PROMPT ▸
Find the line that contains "target: index finger" in the entries below. Output it and each later line exactly, and nothing else.

----

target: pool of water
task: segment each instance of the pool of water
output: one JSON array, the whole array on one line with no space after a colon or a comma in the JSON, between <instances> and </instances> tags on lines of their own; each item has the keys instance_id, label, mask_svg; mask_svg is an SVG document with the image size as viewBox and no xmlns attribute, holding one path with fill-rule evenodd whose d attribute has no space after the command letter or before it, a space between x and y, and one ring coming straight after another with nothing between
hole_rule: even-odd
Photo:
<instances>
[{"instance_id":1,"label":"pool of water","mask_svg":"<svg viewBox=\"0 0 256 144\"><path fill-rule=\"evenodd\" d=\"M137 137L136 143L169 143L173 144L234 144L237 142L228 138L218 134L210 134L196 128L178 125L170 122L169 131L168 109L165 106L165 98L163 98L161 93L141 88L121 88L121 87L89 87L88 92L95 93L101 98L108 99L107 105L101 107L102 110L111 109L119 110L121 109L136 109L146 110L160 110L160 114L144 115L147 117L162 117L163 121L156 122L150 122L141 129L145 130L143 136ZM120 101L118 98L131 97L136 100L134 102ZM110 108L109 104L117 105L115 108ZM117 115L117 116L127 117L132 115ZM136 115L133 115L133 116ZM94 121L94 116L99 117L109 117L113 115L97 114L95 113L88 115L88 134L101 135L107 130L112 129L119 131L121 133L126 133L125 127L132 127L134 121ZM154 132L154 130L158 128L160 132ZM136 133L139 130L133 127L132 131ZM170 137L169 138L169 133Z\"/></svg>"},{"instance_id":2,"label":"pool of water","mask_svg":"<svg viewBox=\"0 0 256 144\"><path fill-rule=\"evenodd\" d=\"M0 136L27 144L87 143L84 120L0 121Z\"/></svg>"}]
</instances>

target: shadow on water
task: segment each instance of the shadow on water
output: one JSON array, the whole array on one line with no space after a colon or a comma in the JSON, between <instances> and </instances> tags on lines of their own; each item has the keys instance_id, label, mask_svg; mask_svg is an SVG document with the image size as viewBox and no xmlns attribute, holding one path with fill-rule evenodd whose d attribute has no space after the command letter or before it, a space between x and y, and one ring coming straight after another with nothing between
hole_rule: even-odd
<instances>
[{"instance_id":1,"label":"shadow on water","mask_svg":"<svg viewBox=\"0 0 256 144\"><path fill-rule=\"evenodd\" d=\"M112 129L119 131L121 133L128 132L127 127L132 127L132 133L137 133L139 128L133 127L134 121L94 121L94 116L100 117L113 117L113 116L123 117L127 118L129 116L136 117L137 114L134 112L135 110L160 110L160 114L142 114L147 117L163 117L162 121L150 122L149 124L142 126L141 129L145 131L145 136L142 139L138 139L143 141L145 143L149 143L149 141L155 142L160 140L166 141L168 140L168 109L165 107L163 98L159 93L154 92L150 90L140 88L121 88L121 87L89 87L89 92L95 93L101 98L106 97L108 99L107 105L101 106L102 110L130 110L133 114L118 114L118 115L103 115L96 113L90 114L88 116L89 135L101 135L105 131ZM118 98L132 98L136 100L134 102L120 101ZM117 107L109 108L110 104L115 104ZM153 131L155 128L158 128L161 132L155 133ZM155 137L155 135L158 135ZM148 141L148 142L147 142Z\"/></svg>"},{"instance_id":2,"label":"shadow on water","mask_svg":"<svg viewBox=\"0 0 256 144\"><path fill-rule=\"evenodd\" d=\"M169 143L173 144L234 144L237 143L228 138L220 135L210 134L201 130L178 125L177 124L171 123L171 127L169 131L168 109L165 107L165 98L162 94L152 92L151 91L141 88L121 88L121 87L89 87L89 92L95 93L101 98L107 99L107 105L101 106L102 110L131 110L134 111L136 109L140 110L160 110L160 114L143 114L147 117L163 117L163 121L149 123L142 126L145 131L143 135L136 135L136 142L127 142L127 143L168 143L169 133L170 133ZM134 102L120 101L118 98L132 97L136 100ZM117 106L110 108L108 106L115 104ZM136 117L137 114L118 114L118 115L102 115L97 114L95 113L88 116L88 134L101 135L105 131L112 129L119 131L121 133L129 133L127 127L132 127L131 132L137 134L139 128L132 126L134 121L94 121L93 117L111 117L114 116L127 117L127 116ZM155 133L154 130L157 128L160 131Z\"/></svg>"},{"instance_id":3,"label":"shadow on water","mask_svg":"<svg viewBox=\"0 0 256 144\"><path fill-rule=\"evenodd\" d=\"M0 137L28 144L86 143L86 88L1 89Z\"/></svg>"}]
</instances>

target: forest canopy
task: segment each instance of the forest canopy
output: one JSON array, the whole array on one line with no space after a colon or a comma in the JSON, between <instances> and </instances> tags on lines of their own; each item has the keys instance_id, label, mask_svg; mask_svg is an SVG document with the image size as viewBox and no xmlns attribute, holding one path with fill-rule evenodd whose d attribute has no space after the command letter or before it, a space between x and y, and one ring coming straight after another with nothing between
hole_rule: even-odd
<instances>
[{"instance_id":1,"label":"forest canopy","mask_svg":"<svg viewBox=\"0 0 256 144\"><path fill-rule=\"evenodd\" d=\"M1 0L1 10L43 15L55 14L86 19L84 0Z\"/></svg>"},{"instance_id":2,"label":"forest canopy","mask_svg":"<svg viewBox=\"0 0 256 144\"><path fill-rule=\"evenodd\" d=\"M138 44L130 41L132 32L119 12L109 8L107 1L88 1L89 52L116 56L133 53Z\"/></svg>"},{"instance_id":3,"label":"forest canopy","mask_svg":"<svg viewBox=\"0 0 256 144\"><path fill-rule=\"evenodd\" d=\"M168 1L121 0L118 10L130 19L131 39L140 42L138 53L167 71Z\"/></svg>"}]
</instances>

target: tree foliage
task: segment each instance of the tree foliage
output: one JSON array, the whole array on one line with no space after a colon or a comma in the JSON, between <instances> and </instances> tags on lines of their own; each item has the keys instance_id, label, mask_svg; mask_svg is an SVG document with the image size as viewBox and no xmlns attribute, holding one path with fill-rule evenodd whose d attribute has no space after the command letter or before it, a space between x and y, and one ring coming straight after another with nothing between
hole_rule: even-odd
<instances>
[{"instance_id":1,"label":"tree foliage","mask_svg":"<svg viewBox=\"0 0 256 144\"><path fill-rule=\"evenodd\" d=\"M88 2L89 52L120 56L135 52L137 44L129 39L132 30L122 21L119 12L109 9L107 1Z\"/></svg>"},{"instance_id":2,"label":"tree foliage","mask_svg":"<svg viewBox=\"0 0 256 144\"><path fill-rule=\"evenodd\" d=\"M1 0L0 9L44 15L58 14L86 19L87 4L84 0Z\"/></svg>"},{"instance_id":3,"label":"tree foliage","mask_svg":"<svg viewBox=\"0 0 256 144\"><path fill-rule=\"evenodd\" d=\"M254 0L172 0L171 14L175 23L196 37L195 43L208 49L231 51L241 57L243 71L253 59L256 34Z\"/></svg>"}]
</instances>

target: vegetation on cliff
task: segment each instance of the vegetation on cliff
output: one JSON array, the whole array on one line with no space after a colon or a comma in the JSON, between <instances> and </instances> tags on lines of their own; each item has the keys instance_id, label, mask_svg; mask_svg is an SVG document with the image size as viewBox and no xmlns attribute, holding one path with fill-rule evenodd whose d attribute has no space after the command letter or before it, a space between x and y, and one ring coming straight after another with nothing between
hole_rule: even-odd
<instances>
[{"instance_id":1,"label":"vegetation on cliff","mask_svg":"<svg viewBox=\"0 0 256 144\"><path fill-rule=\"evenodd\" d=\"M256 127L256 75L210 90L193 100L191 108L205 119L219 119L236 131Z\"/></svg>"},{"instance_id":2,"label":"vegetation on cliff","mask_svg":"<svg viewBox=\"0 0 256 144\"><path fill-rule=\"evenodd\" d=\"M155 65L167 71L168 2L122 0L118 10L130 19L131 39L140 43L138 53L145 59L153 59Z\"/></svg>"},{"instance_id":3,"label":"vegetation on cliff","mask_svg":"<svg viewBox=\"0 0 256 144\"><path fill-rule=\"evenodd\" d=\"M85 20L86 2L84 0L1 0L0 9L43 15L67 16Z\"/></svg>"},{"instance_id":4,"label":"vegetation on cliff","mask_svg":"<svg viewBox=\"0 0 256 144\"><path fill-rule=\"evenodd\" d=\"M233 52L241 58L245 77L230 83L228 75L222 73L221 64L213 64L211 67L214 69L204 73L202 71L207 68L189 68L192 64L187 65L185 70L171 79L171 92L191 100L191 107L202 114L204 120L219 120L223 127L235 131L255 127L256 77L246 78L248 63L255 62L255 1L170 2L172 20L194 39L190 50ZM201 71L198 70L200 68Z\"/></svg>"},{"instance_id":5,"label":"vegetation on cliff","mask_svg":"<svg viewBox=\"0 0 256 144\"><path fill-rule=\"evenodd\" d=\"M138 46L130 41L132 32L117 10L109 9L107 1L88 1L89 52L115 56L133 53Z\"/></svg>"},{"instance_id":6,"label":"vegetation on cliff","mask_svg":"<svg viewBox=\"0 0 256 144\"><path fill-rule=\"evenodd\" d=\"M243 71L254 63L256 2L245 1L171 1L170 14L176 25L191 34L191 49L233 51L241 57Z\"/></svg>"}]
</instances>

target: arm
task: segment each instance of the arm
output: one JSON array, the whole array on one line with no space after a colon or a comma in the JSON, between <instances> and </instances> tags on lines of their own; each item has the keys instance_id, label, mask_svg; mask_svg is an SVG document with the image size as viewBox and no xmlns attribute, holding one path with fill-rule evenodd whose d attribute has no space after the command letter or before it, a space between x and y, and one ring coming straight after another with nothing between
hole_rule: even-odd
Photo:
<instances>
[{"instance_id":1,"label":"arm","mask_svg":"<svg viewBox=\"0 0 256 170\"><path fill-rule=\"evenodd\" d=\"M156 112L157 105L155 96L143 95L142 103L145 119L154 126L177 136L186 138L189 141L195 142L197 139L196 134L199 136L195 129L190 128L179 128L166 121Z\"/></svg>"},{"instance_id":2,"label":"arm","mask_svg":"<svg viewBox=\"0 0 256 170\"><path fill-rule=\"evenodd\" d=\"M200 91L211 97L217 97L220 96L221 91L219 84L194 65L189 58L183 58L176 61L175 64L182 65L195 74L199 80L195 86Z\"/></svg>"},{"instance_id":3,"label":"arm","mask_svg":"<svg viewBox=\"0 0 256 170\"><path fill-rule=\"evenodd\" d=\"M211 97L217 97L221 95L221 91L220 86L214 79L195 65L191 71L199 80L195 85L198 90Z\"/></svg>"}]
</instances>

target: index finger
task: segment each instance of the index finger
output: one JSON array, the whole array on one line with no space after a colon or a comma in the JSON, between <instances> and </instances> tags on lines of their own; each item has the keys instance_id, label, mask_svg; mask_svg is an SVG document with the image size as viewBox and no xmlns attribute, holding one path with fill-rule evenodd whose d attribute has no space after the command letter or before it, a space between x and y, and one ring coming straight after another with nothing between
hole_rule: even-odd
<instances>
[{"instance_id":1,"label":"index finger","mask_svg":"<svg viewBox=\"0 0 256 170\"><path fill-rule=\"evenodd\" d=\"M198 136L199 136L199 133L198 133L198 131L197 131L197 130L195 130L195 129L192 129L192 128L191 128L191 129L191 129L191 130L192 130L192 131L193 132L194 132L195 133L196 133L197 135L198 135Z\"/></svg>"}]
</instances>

----

ANSWER FOR THIS EXERCISE ▸
target: index finger
task: segment each instance of the index finger
output: one JSON array, the whole array on one line with no space after a colon or a comma in the JSON, between <instances> and </instances> tags on lines of their own; each item has the keys instance_id, label, mask_svg; mask_svg is an SVG document with the image size as viewBox and no xmlns attribute, holding one path with fill-rule evenodd whose d attribute has no space after the command letter or before it, a space between x and y, and one ring coming straight after another with nothing between
hole_rule: even-odd
<instances>
[{"instance_id":1,"label":"index finger","mask_svg":"<svg viewBox=\"0 0 256 170\"><path fill-rule=\"evenodd\" d=\"M198 136L199 136L199 133L198 133L198 131L197 131L197 130L195 130L195 129L192 129L192 128L191 128L191 129L191 129L191 130L192 130L192 131L193 132L194 132L195 133L196 133L197 135L198 135Z\"/></svg>"}]
</instances>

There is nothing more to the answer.